QUOTED PASSAGE

• • •

Figure 1. Visualization of a vascular islet cell tumor produced on a 16-slice CT scanner. Courtesy of Elliot K. Fishman, MD, Johns Hopkins hospital, Baltimore, MD.

The rapid development of multidetector-row CT (MDCT) scanning is having a profound impact on practice patterns, and in fact has resulted in what amounts to a revolution in imaging capabilities. Compared to other imaging techniques, MDCT has the ability to scan a large area quickly, alleviating the amount of time a patient has to hold their breath. The decreased length of patient breathhold eliminates artifact due to patient respiratory motion and narrower collimation.

The modality also gives radiologists the ability to retrospectively select scan width and provide 1-mm collimation. Reconstruction of individual images is done at a rate of nearly 2.5 images per second as opposed to single-detector CT (SDCT), in which reconstruction of data takes 6-10 seconds per slice. Overall, images returned with MDCT are proving to be of higher resolution and increased detail and quality.1 While MDCT lends itself well to nearly all applications previously taken care of with single-slice scanning, the multidetector-row CT is already changing practice protocols in several key areas: lung cancer screening, general oncology, trauma, and angiography.

• • •

REQUIREMENT 1
Answer from the text on multidetector-row CT:
(a) What kind of scanner produced the visualization in Figure 1?
(b) At what rate does MDCT reconstruct individual images?
(c) Which four key areas are named where MDCT is already changing practice protocols?
REQUIREMENT 2
From the text on multidetector-row CT, write out the part that begins at the words "The rapid development" and stops after "and narrower collimation.".
The lines that come next have nothing to do with the text on multidetector-row CT.

DATA SHOWN
• • •

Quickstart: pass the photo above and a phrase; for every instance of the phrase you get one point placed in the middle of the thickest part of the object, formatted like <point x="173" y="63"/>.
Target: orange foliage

• • •

ANSWER SPACE 1
(a) A 16-slice CT scanner.
(b) Nearly 2.5 images per second.
(c) Lung cancer screening, general oncology, trauma, and angiography.

ANSWER SPACE 2
The rapid development of multidetector-row CT (MDCT) scanning is having a profound impact on practice patterns, and in fact has resulted in what amounts to a revolution in imaging capabilities. Compared to other imaging techniques, MDCT has the ability to scan a large area quickly, alleviating the amount of time a patient has to hold their breath. The decreased length of patient breathhold eliminates artifact due to patient respiratory motion and narrower collimation.